--- DATASET ENTRIES Enclosed Below ---

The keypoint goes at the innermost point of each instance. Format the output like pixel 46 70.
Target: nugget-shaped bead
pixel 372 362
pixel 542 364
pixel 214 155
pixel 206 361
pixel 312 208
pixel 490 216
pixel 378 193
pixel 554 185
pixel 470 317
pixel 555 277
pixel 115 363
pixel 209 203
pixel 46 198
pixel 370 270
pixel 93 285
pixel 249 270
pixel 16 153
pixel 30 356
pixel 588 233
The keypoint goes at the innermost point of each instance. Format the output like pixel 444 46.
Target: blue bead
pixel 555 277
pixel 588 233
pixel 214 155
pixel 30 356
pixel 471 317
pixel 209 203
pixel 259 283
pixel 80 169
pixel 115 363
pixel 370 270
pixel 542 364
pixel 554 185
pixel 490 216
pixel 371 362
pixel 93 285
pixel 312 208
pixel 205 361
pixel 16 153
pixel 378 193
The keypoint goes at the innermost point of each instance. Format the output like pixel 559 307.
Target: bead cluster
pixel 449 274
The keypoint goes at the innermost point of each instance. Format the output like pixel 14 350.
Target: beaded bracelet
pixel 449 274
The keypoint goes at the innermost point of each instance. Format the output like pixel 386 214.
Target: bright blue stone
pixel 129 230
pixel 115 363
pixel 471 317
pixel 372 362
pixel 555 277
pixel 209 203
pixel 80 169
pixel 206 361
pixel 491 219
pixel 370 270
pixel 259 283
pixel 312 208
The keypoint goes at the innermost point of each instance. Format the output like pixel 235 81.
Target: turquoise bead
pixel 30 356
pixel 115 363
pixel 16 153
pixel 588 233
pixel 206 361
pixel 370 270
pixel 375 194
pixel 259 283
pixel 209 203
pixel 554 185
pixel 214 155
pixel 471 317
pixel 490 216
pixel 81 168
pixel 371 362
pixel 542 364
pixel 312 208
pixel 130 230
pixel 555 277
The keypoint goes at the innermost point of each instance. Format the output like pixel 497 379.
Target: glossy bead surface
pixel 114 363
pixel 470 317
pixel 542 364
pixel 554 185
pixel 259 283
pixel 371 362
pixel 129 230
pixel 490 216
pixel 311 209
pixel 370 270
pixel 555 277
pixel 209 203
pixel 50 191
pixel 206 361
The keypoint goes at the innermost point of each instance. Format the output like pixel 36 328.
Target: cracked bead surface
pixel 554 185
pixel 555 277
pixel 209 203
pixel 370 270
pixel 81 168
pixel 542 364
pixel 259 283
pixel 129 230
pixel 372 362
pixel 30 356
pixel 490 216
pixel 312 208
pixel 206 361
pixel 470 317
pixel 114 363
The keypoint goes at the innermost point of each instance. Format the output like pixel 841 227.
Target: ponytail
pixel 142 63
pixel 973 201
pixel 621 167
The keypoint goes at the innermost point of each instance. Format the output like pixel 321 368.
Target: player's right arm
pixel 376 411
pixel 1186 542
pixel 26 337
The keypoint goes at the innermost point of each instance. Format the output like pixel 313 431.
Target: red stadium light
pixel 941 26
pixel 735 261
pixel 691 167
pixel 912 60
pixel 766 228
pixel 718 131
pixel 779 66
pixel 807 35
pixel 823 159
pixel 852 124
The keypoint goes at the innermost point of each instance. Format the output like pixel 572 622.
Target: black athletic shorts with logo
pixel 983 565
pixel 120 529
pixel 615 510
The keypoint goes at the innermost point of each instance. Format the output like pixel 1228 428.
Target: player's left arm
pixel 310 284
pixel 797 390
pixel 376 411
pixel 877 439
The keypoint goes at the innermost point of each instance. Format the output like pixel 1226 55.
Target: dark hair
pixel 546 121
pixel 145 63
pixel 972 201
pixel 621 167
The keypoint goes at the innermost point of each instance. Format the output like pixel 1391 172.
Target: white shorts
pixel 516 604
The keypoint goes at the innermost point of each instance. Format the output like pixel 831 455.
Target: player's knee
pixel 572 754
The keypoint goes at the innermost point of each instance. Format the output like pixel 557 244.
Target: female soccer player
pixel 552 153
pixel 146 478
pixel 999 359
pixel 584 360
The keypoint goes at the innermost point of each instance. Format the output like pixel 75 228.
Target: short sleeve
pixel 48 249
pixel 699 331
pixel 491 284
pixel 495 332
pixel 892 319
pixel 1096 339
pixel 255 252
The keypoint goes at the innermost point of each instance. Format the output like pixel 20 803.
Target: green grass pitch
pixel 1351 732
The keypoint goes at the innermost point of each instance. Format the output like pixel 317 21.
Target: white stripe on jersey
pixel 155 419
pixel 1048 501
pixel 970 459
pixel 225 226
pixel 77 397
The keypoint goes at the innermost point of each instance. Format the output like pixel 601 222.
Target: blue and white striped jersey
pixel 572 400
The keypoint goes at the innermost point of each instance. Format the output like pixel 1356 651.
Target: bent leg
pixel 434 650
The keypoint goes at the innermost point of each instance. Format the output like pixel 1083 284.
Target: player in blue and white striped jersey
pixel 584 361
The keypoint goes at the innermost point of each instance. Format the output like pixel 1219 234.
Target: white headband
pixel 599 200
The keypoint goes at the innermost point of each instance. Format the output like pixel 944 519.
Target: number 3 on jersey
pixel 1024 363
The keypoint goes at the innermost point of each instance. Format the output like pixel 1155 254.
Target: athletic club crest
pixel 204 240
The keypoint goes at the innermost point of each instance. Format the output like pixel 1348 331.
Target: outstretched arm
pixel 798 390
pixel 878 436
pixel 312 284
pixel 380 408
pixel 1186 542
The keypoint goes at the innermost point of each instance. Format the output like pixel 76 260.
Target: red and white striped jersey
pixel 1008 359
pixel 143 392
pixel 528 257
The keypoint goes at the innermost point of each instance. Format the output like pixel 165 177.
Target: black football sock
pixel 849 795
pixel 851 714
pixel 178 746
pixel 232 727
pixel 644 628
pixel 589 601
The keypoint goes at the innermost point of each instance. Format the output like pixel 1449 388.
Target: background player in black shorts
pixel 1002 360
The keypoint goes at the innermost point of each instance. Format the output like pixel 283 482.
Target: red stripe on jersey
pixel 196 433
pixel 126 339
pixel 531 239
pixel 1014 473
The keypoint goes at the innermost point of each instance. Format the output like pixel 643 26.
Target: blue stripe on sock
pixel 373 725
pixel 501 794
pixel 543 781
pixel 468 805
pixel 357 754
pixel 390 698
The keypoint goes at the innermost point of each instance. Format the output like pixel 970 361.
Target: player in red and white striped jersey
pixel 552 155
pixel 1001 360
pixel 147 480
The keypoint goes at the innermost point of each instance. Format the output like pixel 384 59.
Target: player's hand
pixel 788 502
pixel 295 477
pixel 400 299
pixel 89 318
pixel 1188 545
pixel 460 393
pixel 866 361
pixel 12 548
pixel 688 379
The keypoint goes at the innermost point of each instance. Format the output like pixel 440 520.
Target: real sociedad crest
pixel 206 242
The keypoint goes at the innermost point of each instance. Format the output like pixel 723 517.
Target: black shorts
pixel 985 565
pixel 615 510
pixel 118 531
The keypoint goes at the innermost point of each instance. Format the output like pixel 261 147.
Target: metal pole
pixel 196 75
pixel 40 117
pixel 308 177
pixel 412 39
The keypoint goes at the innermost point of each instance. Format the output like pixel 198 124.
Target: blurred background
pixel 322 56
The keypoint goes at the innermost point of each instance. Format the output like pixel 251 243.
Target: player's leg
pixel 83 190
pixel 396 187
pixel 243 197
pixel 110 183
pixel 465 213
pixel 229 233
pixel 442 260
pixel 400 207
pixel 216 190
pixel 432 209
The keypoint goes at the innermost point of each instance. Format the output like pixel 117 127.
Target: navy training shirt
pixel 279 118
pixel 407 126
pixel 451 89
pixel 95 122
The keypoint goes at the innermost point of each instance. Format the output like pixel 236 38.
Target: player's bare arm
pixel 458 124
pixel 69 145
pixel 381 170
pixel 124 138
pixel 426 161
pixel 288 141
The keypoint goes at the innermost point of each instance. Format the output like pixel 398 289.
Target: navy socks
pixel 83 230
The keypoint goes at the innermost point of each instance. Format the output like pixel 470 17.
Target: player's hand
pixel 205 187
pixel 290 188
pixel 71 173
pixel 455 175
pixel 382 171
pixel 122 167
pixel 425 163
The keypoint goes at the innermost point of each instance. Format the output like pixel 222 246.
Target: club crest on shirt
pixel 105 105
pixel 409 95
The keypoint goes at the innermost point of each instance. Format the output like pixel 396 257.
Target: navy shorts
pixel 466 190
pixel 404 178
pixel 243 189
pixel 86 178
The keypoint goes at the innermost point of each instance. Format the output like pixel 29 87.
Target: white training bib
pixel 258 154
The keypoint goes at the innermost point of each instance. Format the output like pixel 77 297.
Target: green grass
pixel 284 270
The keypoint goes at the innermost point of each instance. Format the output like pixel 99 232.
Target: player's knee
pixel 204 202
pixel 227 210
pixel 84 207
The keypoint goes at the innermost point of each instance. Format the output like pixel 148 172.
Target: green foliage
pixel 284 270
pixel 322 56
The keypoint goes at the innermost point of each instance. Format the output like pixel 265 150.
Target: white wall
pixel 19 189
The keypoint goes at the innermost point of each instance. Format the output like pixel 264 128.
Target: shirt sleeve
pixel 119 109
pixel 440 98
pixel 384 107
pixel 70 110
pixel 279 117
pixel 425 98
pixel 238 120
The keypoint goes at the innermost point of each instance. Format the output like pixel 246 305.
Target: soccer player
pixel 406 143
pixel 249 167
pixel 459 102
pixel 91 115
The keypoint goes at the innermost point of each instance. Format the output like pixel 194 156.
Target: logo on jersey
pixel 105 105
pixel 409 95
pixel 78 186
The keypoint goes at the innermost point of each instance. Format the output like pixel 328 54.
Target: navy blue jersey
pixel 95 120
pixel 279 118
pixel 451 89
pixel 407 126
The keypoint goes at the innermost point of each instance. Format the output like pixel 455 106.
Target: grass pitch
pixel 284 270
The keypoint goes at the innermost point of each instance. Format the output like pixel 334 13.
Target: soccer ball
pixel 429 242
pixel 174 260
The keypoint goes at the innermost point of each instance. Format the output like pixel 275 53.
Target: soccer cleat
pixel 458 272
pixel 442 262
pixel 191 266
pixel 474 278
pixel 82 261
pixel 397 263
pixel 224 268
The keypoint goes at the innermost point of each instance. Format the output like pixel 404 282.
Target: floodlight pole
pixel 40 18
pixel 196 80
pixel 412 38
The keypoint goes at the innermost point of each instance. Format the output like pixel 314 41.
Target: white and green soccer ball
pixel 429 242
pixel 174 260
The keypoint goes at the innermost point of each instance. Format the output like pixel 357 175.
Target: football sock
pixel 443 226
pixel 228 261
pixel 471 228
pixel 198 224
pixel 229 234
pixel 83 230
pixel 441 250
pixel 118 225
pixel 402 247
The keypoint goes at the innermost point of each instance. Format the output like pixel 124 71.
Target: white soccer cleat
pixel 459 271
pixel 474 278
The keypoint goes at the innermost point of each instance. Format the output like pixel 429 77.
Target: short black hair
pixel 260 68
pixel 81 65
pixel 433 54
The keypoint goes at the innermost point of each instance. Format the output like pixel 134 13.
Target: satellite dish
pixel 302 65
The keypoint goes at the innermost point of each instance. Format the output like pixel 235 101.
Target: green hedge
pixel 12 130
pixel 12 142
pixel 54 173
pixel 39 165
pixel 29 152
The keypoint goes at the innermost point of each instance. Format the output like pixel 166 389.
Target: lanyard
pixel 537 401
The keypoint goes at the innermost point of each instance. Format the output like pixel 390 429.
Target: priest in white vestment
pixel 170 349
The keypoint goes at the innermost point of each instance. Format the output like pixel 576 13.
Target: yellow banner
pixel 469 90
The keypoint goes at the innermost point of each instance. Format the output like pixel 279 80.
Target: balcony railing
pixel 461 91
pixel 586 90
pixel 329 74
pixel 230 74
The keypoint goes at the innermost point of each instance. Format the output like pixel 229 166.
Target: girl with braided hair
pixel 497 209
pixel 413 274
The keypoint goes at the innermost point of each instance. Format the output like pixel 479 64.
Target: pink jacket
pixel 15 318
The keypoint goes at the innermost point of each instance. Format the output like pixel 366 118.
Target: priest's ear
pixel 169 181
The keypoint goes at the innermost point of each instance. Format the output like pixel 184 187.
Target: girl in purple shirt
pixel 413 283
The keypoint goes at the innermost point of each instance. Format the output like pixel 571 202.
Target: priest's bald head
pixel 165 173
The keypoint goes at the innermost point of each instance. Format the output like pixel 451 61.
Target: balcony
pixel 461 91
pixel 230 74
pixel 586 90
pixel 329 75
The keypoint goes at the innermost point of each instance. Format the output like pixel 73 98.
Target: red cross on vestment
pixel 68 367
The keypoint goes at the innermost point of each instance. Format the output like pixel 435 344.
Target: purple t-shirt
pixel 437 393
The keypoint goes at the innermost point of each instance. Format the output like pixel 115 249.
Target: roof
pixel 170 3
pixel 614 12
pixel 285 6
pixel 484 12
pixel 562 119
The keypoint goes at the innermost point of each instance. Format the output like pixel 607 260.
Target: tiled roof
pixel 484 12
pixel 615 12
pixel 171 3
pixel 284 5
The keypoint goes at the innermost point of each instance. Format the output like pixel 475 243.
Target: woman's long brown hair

--- End of Enclosed DATASET ENTRIES ---

### TASK DIRECTIONS
Copy range, inclusive: the line holding "pixel 559 307." to the line holding "pixel 497 379.". Reproduce exactly those lines of the records above and no others.

### OUTPUT FOR THIS TASK
The keypoint goes at the innermost point of each instance. Format the output like pixel 559 307.
Target: bead cluster
pixel 449 274
The keypoint goes at the innermost point of each instance. Format the output like pixel 14 350.
Target: beaded bracelet
pixel 449 274
The keypoint goes at the innermost point of each instance. Format the output like pixel 386 214.
Target: bright blue stone
pixel 129 230
pixel 115 363
pixel 471 317
pixel 372 362
pixel 555 277
pixel 209 203
pixel 80 169
pixel 206 361
pixel 491 219
pixel 370 270
pixel 259 283
pixel 312 208
The keypoint goes at the innermost point of each instance. Format the output like pixel 235 81.
Target: turquoise bead
pixel 30 356
pixel 115 363
pixel 16 153
pixel 588 233
pixel 206 361
pixel 370 270
pixel 375 194
pixel 259 283
pixel 209 203
pixel 554 185
pixel 214 155
pixel 471 317
pixel 490 216
pixel 81 168
pixel 371 362
pixel 542 364
pixel 312 208
pixel 130 230
pixel 555 277
The keypoint goes at the innermost point of each instance. Format the output like pixel 497 379.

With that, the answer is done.